Selected passage:
"""
I am a Kentuckian. I choose to love this state as my own, caring for it and watching it grow. Perhaps it is not the easiest place for a multiracial woman to thrive in public policy and journalism, but it is my home. It has its ups and downs, but I fell in love with its imperfection. I love to explore and find the crevices of my city that I have not seen.

I am European by heritage, Indian by culture, American by birth, but Kentuckian by choice.

Meera Sahney, by Cayleigh Winkelhake

I am a reader. Books have taught me everything I need to know. I read one a week: fiction, non-fiction, random biographies. Reading was my first love in life, and it still is. I love seeing how parallels connect to life, how authors create worlds for themselves and us. It is a special relationship that I enjoy sharing with a stranger every week.

I am a student. This is my eighteenth year of school; I have spent ninety percent of my life in an academic environment. I enjoy the flexibility of college, wandering in and out of interests and classes. I do not thrive on academic success but rather creative endeavors. I struggled with academics most of my life in lieu of creative passions and pure boredom. Failure in that aspect taught me to be self-sufficient and to not work for success. I often daydream about what my life will look like when it does not involve scribbling notes and bubbling in sheets.
"""
Data provided:
"""
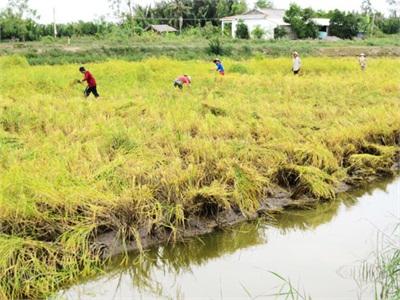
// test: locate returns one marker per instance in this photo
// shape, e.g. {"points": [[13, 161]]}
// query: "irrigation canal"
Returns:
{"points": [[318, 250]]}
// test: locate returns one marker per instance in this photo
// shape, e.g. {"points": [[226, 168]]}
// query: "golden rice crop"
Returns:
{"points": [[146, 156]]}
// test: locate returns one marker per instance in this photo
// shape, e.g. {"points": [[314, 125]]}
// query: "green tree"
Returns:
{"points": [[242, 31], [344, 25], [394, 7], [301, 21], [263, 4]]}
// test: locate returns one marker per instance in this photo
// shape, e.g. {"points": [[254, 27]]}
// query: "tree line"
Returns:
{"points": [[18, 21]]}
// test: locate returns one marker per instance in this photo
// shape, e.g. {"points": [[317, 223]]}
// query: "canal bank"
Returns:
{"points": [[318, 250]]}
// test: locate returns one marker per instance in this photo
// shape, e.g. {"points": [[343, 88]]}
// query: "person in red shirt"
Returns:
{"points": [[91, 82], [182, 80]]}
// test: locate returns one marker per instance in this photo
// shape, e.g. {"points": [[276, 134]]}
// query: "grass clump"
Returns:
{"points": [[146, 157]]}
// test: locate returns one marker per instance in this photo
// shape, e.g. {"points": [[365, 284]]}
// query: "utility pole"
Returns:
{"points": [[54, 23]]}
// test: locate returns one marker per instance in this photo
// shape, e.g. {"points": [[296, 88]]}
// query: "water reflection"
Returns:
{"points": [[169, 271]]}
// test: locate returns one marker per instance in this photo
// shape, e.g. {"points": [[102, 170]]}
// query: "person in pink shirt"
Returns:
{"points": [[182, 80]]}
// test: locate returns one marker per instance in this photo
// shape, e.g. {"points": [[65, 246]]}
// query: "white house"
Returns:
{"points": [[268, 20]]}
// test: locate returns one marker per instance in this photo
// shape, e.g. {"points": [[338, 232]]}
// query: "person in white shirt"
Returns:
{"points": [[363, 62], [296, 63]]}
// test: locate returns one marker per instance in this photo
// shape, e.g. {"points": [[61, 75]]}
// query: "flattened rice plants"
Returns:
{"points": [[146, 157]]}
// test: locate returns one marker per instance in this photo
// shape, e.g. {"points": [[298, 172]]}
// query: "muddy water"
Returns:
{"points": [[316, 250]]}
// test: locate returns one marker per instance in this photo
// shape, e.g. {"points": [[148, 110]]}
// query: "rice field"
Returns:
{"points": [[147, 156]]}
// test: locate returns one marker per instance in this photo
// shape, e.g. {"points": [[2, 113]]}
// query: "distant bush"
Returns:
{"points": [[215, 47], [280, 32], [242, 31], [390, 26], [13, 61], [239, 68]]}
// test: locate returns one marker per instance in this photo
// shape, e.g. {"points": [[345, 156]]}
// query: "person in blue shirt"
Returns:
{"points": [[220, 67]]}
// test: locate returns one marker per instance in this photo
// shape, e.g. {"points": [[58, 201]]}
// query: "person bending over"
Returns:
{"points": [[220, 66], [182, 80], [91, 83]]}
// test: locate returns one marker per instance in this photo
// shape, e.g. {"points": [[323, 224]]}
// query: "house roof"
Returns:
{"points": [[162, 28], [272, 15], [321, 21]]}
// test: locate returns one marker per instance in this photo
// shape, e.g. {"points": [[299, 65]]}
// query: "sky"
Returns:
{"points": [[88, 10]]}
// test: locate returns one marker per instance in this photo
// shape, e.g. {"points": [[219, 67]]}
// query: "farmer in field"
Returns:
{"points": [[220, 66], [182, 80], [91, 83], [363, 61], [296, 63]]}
"""
Given exercise A: In the personal essay, how many books does the writer read each week?
Given exercise B: Decide whether each statement agrees with the personal essay, answering yes or no and quoting the deciding words: (i) The writer is American by birth. (ii) The writer thrives on academic success. (iii) Reading is still the writer's first love.
Given exercise C: In the personal essay, the sentence beginning "I am European by heritage" names several identities. List each one together with the basis it is given.

Correct response A: One book a week.

Correct response B:
(i) Yes: "American by birth"
(ii) No: "I do not thrive on academic success but rather creative endeavors."
(iii) Yes: "Reading was my first love in life, and it still is."

Correct response C:
- European, by heritage
- Indian, by culture
- American, by birth
- Kentuckian, by choice